__The request__
Send back the entries below exactly as they appear.

Stored items
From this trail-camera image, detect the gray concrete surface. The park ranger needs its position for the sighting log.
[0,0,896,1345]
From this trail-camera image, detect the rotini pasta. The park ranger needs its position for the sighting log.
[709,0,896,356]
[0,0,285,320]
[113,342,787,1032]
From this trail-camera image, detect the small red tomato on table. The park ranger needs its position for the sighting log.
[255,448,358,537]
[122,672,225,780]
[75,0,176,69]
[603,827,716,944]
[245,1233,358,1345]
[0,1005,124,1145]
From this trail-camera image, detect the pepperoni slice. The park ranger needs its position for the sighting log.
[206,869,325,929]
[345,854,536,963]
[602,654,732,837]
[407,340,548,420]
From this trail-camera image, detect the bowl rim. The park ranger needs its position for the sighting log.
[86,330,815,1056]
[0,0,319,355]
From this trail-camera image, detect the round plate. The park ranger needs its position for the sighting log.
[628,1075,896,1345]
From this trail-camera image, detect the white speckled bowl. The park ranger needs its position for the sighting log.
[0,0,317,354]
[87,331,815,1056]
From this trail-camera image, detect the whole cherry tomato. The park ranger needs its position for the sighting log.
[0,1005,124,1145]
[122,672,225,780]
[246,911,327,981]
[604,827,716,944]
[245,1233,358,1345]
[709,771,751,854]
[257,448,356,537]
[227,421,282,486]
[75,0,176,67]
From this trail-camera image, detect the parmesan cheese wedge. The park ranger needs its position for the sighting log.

__Reply to the exercise__
From this trail-camera image, detect the gray concrete surface. The park ranger needs its position for the sighting log.
[0,0,896,1345]
From this trail-camera image, detect the rotini pasta. The park ranger needs its position for the sighting log.
[709,0,896,356]
[0,0,285,320]
[113,342,787,1032]
From this trail-camera image, detect the small red tomato on table. The park ranger needs its position for the sighting log.
[255,448,358,537]
[122,672,225,780]
[75,0,176,69]
[603,827,716,944]
[245,1233,358,1345]
[0,1005,124,1145]
From this trail-camera image, detect the pepperoni slice. The park ranger needs its position for the sighting log.
[206,869,325,929]
[345,854,536,963]
[602,654,732,837]
[407,340,548,420]
From this trail-camera image, detect the bowl rim. The park ranger needs its position for the sighting log.
[86,330,815,1056]
[0,0,319,355]
From this trail-camera image, detect the round plate. The park ranger needs its position for the sighting log.
[628,1075,896,1345]
From this trail-camera image, detect the white speckled bowl. The park ranger needs its position for the sighting log.
[0,0,317,354]
[87,331,815,1056]
From this trail-camera image, detect the whole cherry tomato. The park ranger needs its position for the sighting log.
[0,1005,124,1145]
[122,672,225,780]
[246,911,327,981]
[604,827,716,944]
[245,1233,358,1345]
[709,771,751,854]
[257,448,356,537]
[227,421,282,486]
[75,0,176,67]
From this trail-camera image, detect the parmesan cheese wedge. The park ranger needs its position for the sighting log.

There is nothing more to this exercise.